嗚呼日本人 7

嗚呼日本人 ~目次~

  ここのところ、ずっと日本人の国民性を話題にしているが、難しい問題だけではなく、ごくごく身近にも日本人特有のことが多くある。 本で読んだのだが、海外から届いた郵便物に貼ってある切手がベタベタと適当に貼ってあり、中には明後日(あさって)の方を向いているものもあったと書いてあり、日本人であれば受け取る人に失礼のないように真っ直ぐに貼るだろうと文章は結ばれていた。

  確かに自分も複数枚の切手を貼る時は綺麗に並べて貼る習慣になっているし、切手が曲がって貼ってある郵便物を受け取ったこともない。「切手は真っ直ぐ貼りなさい」 と、親からも仕事の先輩からも教育を受けたことはないのだが、大多数の日本人は適当な貼り方をしないだろう。 切手などは取り扱い料金を間違いなく払っている証明でしかないのだから、どんな貼り方をしていても問題はないはずだ。 それでも曲がった貼り方を自他共に許さないのは実に日本人らしい。

  同じように、お金 (紙幣) をクチャクチャに丸めて出す人にも滅多にお目にかかれない。 若い頃、お客さん相手のバイトをしていて、延べ何千人、何万人という人からお金を受け取ったが、適当に丸められた紙幣を出した人は 2-3人しかいなかったように思う。 ものが通貨だけに粗末に扱う人は少ないのだろうが、洋画を観ているとポケットからクチャクチャになった紙幣を出すシーンを観ることが多い。 やはり国民性の違いなのだろうか。

  さらに洋画でよく観るのが受け取ったプレゼントの包装紙をビリビリに破いてしまうシーンである。 日本人でああいう開け方をする人はいないだろう。 貼ってあるテープを爪でコリコリしながら慎重にはがし、包装紙を破らないようにゆっくりと開いていく。 途中でピリッとでも裂けようものなら、親から叱られたものである。 親はその包装紙を綺麗に折りたたんで保管していた。

資料:

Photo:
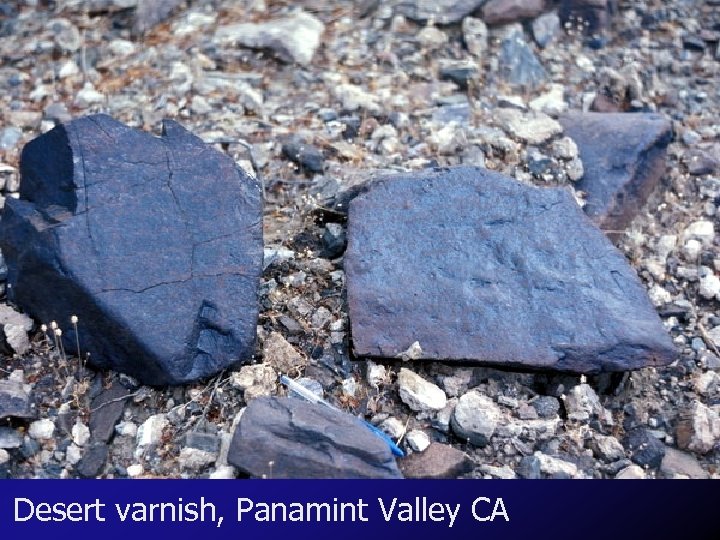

課題: 提示文の全文を一字も変えずに抜き出すこと。 データは提示文とは関係がない。

解答:
嗚呼日本人 7

嗚呼日本人 ~目次~

  ここのところ、ずっと日本人の国民性を話題にしているが、難しい問題だけではなく、ごくごく身近にも日本人特有のことが多くある。 本で読んだのだが、海外から届いた郵便物に貼ってある切手がベタベタと適当に貼ってあり、中には明後日(あさって)の方を向いているものもあったと書いてあり、日本人であれば受け取る人に失礼のないように真っ直ぐに貼るだろうと文章は結ばれていた。

  確かに自分も複数枚の切手を貼る時は綺麗に並べて貼る習慣になっているし、切手が曲がって貼ってある郵便物を受け取ったこともない。「切手は真っ直ぐ貼りなさい」 と、親からも仕事の先輩からも教育を受けたことはないのだが、大多数の日本人は適当な貼り方をしないだろう。 切手などは取り扱い料金を間違いなく払っている証明でしかないのだから、どんな貼り方をしていても問題はないはずだ。 それでも曲がった貼り方を自他共に許さないのは実に日本人らしい。

  同じように、お金 (紙幣) をクチャクチャに丸めて出す人にも滅多にお目にかかれない。 若い頃、お客さん相手のバイトをしていて、延べ何千人、何万人という人からお金を受け取ったが、適当に丸められた紙幣を出した人は 2-3人しかいなかったように思う。 ものが通貨だけに粗末に扱う人は少ないのだろうが、洋画を観ているとポケットからクチャクチャになった紙幣を出すシーンを観ることが多い。 やはり国民性の違いなのだろうか。

  さらに洋画でよく観るのが受け取ったプレゼントの包装紙をビリビリに破いてしまうシーンである。 日本人でああいう開け方をする人はいないだろう。 貼ってあるテープを爪でコリコリしながら慎重にはがし、包装紙を破らないようにゆっくりと開いていく。 途中でピリッとでも裂けようものなら、親から叱られたものである。 親はその包装紙を綺麗に折りたたんで保管していた。